→ TEXTE EXTRAIT:
--------

Terre Sainte Magazine, qui s'intéresse à tout ce qui vit en Palestine-Israël sur le plan culturel, a rencontré Estelle Ingrand-Varenne, spécialiste des langues parlées et écrites dans cette vaste région. Elle ouvre l’œil en particulier sur les graffitis.


Estelle Ingrand-Varenne est spécialiste d’épigraphie médiévale au CNRS (CESCM de Poitiers). Après un parcours de Lettres Classiques et une thèse sur le passage du latin au français dans les inscriptions, ses recherches se tournent vers l’Orient latin en interaction avec les écritures grecque, arabe, arménienne, syriaque, etc. Elle a séjourné près de 3 ans à Jérusalem (2019-2022) détachée au Centre de recherche français à Jérusalem.

Vous avez conçu et dirigez le projet Graph-East, pouvez-vous nous en expliquer le but ?

--------

→ CONSIGNES:
• A. Recopiez sans rien changer le passage du texte extrait qui va de « Estelle Ingrand-Varenne est » jusqu'à « français à Jérusalem. ».
• B. Répondez aux questions suivantes à partir du texte extrait.
(i) Dans quelle ville se trouve le CESCM où Estelle Ingrand-Varenne est spécialiste d'épigraphie médiévale ?
(ii) Sur quel sujet portait sa thèse ?
(iii) Pendant quelles années a-t-elle séjourné à Jérusalem ?

Annotations de position d'objets
--------

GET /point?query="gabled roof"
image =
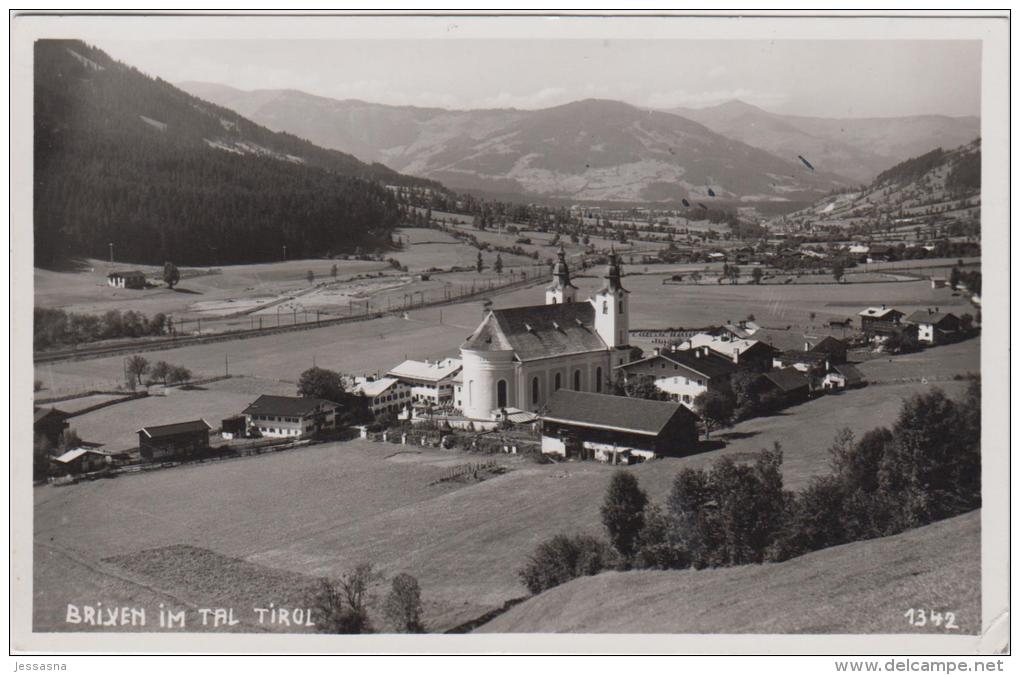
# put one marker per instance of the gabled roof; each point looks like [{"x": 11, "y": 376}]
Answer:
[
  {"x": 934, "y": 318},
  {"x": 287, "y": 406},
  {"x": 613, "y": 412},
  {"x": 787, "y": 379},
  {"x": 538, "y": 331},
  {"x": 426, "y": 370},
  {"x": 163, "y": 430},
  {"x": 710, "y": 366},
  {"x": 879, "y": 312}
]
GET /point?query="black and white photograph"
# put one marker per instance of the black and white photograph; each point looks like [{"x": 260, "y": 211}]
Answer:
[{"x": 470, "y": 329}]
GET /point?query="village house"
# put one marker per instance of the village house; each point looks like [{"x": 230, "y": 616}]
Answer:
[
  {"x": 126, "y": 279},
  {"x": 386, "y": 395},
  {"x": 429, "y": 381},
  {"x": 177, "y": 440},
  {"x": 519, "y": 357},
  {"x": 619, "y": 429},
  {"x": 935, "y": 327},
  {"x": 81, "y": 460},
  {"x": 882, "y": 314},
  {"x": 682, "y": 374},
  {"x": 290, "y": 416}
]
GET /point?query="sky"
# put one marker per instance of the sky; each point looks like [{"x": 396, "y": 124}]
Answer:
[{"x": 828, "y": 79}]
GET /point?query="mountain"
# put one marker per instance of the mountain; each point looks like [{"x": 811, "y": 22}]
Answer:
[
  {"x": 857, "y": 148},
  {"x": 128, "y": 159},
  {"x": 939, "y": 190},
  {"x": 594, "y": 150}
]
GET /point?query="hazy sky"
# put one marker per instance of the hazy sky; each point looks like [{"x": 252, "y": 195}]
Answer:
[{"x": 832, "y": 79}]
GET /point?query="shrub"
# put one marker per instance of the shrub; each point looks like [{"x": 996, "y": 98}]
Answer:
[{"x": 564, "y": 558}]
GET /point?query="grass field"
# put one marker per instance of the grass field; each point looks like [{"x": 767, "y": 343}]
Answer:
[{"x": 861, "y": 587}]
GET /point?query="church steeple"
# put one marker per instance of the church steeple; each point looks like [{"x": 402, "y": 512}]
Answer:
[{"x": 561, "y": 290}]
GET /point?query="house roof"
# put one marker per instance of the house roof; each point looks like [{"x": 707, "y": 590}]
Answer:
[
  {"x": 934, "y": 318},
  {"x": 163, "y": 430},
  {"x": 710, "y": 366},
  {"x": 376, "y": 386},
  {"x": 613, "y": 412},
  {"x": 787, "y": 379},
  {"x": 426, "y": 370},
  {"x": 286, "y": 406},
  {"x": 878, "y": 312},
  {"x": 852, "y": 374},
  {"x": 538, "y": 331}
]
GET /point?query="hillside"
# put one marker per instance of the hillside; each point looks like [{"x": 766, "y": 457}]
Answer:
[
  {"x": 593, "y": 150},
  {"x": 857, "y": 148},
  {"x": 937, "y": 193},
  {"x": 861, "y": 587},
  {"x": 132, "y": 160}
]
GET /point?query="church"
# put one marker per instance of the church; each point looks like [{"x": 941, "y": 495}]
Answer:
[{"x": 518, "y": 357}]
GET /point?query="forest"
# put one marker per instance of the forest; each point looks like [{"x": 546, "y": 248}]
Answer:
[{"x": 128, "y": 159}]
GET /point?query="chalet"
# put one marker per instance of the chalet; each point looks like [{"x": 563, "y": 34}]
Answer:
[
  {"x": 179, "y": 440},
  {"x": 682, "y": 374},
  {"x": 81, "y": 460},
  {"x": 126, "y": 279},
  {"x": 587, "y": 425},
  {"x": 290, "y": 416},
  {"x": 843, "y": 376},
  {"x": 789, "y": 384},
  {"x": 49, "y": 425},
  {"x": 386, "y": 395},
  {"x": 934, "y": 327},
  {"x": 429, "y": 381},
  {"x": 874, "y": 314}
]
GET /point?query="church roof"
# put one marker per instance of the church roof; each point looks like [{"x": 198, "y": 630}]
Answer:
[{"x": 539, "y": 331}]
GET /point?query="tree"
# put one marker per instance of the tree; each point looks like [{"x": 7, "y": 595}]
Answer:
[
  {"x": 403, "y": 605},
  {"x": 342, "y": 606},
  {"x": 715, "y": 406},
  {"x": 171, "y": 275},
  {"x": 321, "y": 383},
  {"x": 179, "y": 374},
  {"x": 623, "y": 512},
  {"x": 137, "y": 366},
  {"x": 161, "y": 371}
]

--------

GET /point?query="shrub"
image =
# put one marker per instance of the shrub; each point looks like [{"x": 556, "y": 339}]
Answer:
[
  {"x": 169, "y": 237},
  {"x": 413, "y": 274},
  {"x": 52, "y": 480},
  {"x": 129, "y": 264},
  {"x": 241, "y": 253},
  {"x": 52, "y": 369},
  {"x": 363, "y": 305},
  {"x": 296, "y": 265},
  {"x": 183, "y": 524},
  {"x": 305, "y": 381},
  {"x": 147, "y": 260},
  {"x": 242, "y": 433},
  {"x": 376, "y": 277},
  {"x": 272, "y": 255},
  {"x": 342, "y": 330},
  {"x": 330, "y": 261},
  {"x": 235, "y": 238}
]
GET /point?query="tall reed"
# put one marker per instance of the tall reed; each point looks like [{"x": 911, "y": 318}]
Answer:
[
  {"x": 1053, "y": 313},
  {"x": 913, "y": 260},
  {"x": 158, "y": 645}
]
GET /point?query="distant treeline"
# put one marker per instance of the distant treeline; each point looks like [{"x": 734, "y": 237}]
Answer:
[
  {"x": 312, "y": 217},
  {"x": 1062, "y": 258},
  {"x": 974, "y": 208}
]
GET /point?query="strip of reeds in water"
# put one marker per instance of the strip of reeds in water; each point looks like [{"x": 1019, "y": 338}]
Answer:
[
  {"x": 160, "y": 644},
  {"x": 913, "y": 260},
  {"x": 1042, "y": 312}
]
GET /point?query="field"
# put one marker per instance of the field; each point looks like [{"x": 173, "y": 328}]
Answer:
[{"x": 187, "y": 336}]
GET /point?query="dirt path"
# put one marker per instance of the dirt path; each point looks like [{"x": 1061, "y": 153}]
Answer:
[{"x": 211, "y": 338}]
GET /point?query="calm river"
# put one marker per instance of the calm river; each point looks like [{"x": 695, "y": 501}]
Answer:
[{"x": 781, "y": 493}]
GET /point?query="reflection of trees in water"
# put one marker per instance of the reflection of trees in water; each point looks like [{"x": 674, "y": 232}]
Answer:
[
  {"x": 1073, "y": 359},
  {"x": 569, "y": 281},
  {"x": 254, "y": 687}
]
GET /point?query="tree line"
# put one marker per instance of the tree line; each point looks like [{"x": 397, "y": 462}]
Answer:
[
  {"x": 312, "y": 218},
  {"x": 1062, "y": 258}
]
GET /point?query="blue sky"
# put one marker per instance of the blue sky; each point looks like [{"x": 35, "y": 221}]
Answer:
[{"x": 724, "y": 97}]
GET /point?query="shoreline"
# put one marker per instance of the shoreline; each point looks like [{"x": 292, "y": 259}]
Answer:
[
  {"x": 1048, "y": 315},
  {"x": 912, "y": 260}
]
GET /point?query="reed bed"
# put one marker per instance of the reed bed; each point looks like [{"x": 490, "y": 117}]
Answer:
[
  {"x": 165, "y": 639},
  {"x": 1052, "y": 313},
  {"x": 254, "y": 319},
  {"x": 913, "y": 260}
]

--------

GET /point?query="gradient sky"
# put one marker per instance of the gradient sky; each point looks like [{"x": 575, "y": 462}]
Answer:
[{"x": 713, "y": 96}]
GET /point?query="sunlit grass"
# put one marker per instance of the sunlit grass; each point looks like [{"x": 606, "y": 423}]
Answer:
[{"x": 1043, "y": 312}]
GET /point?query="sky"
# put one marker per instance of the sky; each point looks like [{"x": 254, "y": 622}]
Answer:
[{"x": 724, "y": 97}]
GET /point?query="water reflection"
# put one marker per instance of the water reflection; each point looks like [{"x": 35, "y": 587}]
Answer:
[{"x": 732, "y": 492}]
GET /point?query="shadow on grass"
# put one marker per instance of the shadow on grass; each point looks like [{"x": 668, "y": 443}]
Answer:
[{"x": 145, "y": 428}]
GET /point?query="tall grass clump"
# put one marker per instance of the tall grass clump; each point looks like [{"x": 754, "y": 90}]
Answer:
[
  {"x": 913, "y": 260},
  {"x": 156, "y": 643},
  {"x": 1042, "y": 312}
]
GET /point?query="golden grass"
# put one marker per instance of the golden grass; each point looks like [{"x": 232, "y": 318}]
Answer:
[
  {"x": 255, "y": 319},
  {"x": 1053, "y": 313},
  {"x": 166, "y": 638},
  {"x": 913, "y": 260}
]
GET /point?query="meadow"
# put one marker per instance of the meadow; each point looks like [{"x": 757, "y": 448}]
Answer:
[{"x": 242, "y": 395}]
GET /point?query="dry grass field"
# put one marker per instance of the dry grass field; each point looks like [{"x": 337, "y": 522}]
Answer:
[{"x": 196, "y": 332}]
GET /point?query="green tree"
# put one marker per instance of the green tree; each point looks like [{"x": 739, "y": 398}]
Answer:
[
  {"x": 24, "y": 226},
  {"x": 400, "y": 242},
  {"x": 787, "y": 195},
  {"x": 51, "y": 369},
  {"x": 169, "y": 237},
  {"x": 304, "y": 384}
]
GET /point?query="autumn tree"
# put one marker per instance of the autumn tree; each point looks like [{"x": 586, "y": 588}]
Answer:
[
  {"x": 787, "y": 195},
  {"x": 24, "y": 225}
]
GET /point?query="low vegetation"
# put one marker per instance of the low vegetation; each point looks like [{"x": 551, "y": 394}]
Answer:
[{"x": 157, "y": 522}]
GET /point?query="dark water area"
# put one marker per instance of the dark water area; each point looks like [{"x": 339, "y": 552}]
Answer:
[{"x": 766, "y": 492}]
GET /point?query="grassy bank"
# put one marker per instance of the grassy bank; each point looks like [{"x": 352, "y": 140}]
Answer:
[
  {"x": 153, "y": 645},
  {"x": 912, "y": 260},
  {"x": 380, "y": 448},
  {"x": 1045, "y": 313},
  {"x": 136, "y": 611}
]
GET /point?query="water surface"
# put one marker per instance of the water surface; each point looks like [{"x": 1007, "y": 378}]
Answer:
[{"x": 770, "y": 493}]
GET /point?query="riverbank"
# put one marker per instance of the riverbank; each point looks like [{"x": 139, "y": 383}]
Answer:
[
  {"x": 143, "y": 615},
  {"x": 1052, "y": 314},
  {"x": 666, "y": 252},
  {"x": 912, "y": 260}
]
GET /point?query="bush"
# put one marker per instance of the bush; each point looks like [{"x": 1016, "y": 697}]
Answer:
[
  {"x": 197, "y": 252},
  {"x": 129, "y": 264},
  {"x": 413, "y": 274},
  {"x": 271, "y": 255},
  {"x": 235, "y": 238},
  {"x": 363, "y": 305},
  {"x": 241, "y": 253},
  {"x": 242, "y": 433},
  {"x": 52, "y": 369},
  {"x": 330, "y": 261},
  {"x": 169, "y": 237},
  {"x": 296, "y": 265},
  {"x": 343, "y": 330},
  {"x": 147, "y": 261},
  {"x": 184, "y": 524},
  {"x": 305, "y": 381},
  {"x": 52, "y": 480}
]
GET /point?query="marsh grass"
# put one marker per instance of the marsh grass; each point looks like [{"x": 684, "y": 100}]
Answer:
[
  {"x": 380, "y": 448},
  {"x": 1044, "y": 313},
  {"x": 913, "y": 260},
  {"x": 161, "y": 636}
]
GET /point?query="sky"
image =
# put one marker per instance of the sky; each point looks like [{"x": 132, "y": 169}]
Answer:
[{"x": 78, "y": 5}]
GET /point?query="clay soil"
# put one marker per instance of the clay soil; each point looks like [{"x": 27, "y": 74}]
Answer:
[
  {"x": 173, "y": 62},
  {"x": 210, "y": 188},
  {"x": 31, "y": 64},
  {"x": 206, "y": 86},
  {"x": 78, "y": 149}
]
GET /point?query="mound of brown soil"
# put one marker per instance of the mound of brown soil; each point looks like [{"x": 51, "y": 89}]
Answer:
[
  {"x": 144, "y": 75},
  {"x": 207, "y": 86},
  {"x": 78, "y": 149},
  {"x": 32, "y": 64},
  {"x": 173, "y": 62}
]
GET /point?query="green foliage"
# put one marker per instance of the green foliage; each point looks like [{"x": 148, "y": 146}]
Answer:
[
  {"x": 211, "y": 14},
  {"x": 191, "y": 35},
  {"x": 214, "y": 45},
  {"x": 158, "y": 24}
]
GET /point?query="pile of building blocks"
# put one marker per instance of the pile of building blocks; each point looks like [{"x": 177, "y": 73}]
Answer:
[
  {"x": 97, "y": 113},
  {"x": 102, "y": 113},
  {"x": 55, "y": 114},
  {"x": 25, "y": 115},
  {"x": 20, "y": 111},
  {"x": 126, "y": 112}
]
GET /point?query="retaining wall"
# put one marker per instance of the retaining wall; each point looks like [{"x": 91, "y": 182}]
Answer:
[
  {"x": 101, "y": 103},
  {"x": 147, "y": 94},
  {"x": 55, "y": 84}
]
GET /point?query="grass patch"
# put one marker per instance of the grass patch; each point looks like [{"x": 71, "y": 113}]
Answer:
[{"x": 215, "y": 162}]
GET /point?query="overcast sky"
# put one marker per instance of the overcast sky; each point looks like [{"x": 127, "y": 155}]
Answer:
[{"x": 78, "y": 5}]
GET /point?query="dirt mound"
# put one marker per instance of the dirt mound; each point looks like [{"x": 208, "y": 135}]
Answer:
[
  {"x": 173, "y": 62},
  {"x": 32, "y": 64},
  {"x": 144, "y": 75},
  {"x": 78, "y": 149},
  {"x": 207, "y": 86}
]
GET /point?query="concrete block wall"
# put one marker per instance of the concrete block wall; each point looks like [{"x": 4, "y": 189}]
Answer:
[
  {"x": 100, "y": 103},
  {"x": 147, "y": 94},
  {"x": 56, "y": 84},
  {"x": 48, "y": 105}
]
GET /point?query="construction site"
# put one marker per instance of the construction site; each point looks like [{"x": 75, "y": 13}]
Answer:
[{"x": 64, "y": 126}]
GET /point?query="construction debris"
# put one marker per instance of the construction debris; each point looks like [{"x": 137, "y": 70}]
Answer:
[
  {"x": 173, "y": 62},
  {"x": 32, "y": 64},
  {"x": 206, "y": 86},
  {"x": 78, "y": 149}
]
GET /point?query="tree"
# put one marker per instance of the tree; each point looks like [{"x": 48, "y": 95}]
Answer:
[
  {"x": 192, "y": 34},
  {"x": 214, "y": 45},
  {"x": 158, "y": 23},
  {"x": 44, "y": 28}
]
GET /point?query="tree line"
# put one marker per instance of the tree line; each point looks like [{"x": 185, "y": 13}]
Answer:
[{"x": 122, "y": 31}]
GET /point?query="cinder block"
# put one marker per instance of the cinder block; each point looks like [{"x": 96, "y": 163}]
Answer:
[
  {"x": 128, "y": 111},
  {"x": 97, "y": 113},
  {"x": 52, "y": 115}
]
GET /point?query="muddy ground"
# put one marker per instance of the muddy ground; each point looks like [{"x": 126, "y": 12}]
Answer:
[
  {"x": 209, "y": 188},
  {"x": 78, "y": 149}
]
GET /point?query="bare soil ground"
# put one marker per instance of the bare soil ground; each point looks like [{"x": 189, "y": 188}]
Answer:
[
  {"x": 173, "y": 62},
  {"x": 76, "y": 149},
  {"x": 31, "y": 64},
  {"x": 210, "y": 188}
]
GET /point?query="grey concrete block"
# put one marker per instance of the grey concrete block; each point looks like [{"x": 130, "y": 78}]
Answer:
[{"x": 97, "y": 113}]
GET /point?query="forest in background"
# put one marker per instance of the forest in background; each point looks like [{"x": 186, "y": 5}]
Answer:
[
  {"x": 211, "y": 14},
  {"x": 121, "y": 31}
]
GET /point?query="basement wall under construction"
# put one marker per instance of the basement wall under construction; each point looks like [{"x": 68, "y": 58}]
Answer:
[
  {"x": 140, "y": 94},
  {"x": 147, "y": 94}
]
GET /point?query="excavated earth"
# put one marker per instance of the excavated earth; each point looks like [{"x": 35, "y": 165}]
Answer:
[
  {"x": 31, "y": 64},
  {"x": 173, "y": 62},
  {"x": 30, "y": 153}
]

--------

→ RÉPONSES:
• A.
Estelle Ingrand-Varenne est spécialiste d’épigraphie médiévale au CNRS (CESCM de Poitiers). Après un parcours de Lettres Classiques et une thèse sur le passage du latin au français dans les inscriptions, ses recherches se tournent vers l’Orient latin en interaction avec les écritures grecque, arabe, arménienne, syriaque, etc. Elle a séjourné près de 3 ans à Jérusalem (2019-2022) détachée au Centre de recherche français à Jérusalem.

• B.
(i) À Poitiers.
(ii) Sur le passage du latin au français dans les inscriptions.
(iii) De 2019 à 2022.